● THE INPUT:
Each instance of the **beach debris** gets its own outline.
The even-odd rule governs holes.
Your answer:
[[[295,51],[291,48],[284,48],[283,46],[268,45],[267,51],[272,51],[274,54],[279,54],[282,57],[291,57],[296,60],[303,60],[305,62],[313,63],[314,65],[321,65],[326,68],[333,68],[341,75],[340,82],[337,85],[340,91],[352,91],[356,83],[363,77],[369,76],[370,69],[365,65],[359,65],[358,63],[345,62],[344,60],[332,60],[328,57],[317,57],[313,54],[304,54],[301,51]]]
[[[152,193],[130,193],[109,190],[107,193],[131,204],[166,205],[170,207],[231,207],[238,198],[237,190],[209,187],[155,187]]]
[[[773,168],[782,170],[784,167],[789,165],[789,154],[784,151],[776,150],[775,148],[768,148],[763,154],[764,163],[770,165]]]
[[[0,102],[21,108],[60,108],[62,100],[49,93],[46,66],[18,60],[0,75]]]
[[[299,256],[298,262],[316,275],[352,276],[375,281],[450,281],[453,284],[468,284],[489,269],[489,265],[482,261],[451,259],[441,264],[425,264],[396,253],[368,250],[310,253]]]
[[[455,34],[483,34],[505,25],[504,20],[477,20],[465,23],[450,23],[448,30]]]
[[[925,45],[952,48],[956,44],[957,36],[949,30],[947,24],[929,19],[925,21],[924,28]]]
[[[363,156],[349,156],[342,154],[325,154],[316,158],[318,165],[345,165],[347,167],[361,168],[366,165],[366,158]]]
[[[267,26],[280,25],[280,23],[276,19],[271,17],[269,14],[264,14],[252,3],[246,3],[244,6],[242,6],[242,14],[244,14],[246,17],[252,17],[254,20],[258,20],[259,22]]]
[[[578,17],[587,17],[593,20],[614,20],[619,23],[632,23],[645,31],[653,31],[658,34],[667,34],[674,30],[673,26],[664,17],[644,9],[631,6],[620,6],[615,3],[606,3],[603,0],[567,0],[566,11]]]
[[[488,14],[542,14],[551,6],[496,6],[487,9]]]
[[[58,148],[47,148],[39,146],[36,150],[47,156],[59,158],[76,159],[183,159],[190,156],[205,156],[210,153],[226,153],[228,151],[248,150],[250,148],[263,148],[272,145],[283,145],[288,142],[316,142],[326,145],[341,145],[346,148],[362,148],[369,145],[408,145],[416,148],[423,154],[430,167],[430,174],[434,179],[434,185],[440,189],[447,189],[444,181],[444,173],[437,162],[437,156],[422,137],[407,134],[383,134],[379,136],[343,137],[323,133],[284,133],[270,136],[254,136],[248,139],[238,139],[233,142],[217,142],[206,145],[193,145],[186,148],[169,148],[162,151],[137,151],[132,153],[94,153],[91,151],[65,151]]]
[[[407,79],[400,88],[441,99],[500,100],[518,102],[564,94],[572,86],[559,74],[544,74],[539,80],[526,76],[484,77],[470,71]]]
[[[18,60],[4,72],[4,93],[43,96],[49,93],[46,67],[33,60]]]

● EXERCISE: Starting with the first line of the listing, output each line exactly until you have included the one containing "The even-odd rule governs holes.".

● YOUR SOLUTION:
Each instance of the **beach debris** gets its own outline.
The even-odd rule governs holes.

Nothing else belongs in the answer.